Give the whole listing again, exactly as written.

***** Exercise data *****

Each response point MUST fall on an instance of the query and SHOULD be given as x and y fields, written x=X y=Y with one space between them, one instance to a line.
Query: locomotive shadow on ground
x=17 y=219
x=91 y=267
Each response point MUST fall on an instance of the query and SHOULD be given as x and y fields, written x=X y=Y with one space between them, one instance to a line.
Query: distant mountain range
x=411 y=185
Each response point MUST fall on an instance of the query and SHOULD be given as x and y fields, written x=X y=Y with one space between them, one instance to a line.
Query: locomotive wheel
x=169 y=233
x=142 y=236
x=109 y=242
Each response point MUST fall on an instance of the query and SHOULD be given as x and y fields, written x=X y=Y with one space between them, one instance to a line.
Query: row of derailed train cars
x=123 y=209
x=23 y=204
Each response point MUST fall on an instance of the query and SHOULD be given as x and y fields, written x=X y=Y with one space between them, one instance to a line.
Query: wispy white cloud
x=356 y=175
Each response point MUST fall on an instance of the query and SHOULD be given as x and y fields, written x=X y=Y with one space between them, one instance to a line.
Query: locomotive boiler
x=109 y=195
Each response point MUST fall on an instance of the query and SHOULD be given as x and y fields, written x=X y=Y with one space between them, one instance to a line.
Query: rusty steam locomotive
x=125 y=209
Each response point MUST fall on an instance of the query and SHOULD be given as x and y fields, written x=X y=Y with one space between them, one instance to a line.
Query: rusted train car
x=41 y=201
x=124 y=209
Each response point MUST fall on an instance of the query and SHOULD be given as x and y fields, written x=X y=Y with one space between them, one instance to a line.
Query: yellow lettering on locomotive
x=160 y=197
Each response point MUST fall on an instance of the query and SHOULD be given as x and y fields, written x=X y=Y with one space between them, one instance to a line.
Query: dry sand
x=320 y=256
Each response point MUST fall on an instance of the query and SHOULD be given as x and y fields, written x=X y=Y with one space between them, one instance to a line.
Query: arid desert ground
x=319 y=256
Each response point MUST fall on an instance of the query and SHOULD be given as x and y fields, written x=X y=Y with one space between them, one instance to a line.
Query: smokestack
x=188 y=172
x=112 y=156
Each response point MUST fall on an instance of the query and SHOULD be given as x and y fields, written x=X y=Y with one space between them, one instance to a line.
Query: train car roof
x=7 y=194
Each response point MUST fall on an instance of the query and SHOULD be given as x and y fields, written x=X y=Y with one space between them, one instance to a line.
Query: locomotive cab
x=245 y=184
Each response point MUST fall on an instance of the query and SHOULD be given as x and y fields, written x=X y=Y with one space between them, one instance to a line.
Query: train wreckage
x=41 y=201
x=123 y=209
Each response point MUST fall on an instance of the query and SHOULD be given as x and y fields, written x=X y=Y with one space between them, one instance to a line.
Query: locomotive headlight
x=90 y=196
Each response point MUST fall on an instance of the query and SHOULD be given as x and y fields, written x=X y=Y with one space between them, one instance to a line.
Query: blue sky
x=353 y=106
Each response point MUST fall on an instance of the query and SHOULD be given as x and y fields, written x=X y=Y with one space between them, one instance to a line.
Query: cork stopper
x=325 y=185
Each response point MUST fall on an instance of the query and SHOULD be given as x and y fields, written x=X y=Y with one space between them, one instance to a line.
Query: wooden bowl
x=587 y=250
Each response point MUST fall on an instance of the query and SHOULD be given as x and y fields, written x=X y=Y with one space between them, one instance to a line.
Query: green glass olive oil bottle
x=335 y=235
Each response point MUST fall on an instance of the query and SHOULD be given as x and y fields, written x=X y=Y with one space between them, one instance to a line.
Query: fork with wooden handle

*****

> Response:
Each response point MUST fall on an instance of the query and SHOULD be given as x and y fields, written x=X y=Y with one space between them, one instance to a line.
Query: locomotive shadow on ground
x=17 y=219
x=91 y=267
Each response point MUST fall on an instance of the query and SHOULD be given as x and y fields, written x=X y=Y with one space between them, one instance to a line.
Query: distant mountain range
x=411 y=185
Each response point MUST fall on an instance of the query and SHOULD be given as x and y fields, written x=X y=Y with one space between them, one instance to a line.
Query: locomotive wheel
x=169 y=233
x=142 y=236
x=109 y=242
Each response point MUST fall on an instance of the query and SHOULD be given as x and y fields, written x=X y=Y with one space between them, one instance to a line.
Query: row of derailed train cars
x=123 y=209
x=23 y=204
Each response point MUST fall on an instance of the query and SHOULD be given as x and y fields, written x=X y=Y with one space between them, one instance to a line.
Query: wispy white cloud
x=356 y=175
Each response point MUST fall on an instance of the query and SHOULD be given as x and y fields, written x=X y=Y with one space between them, one instance to a line.
Query: locomotive boiler
x=109 y=195
Each response point MUST fall on an instance of the query and SHOULD be given as x and y fields, written x=X y=Y with one space between them, one instance to a line.
Query: rusty steam locomotive
x=125 y=209
Each response point MUST fall on an instance of the query and SHOULD be given as x and y fields, written x=X y=Y with one space between them, one instance to a line.
Query: rusted train car
x=41 y=201
x=124 y=209
Each response point MUST fall on an instance of the query and SHOULD be given as x and y fields, written x=X y=Y with one space between them, one instance to a line.
Query: yellow lettering on locomotive
x=160 y=197
Each response point MUST fall on an instance of the query and SHOULD be given as x and y fields, written x=X y=Y with one space between them, one instance to a line.
Query: dry sand
x=320 y=256
Each response point MUST fall on an instance of the query and SHOULD be given as x and y fields, written x=X y=Y with one space between them, one instance to a line.
Query: arid desert ground
x=319 y=256
Each response point MUST fall on an instance of the query and SHOULD be given as x and y fields, written x=X y=Y with one space between them, one instance to a line.
Query: smokestack
x=188 y=172
x=112 y=156
Each response point MUST fall on an instance of the query and SHOULD be given as x and y fields, written x=X y=Y with one space between them, one instance to a line.
Query: train car roof
x=7 y=194
Each response point MUST fall on an instance of the query and SHOULD be given as x and y fields, written x=X y=Y with one space between them, one instance to a line.
Query: locomotive cab
x=245 y=184
Each response point MUST fall on an instance of the query and SHOULD be given as x and y fields, written x=X y=Y with one space between them, one instance to a line.
Query: train wreckage
x=41 y=201
x=123 y=209
Each response point MUST fall on an instance of the query and SHOULD be given as x and y fields, written x=X y=Y with one space between them, one instance to a line.
Query: locomotive headlight
x=90 y=196
Each response point MUST fall on an instance of the query and SHOULD be given as x and y fields, written x=X y=Y with one space between them, one instance to a line.
Query: blue sky
x=353 y=106
Each response point MUST fall on an instance of the query and SHOULD be given as x and y fields, written x=X y=Y with one space between them, one instance to a line.
Query: cork stopper
x=325 y=185
Each response point MUST fall on an instance of the query and SHOULD be given as x and y fields, written x=X y=Y with one space between them, one instance to a line.
Query: wooden bowl
x=587 y=250
Each response point MUST fall on an instance of the query and SHOULD be given as x and y fields, written x=X y=Y with one space between them, one instance to a line.
Query: green glass olive oil bottle
x=335 y=235
Each response point MUST fall on an instance of the query and SHOULD be given as x and y fields, written x=X y=Y with one space between them, one instance to a line.
Query: fork with wooden handle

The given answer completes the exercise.